_WHAT THIS TASK INVOLVES:_ State how many lines in the entries below contain the word "photo", with case counting, and give only the number.

— BEGIN —

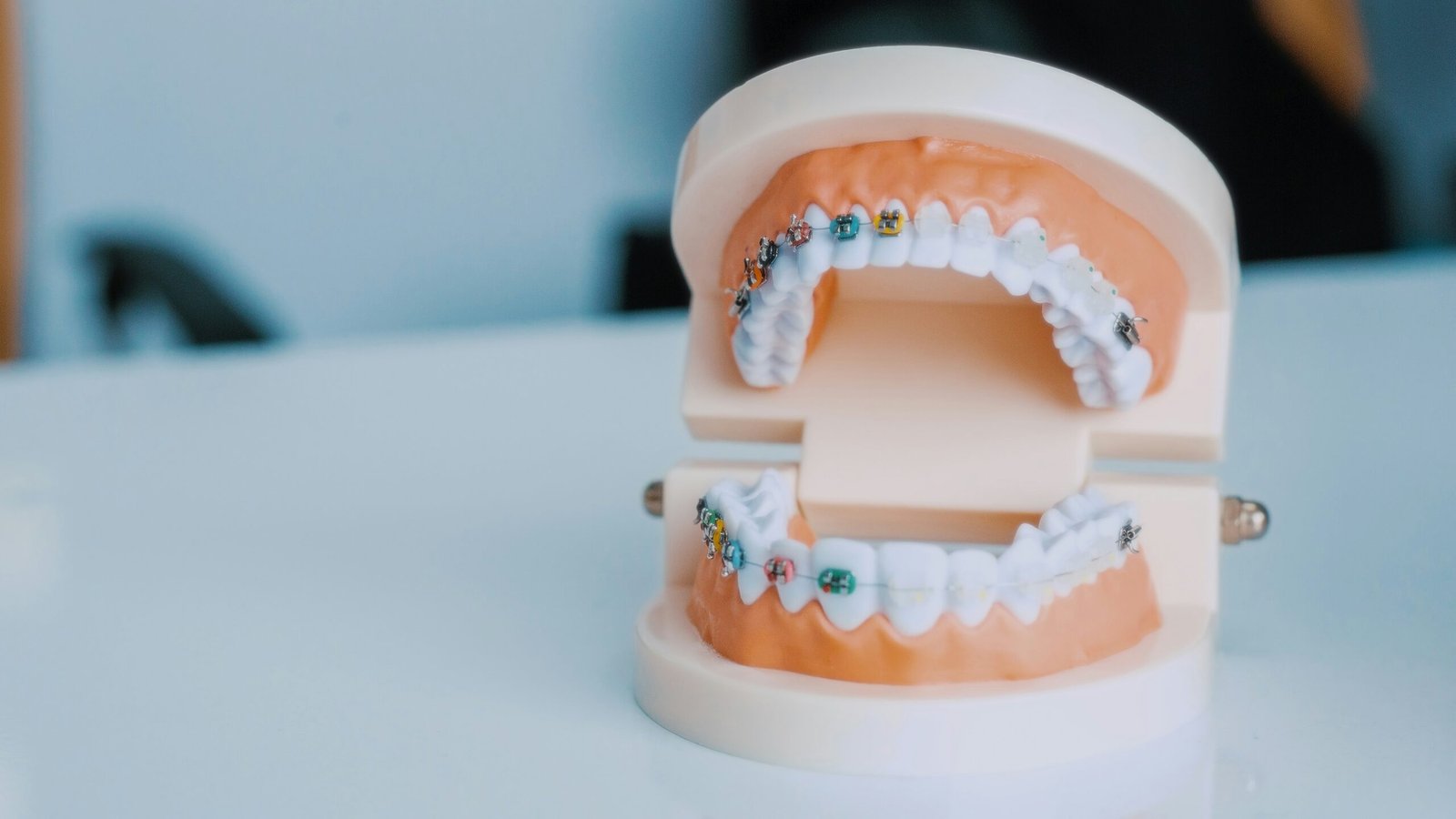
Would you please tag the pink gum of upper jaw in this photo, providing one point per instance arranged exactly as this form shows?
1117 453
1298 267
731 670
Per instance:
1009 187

— END —
— BEGIN —

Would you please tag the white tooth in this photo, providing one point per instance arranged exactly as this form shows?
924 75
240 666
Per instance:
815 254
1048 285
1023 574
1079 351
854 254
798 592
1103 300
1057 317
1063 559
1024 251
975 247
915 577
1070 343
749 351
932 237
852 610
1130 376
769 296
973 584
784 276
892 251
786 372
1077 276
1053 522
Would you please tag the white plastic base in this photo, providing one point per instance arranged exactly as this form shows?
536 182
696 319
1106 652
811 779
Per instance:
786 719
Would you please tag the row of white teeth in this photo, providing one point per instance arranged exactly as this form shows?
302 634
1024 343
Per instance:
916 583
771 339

— END —

_RESPONSE:_ 4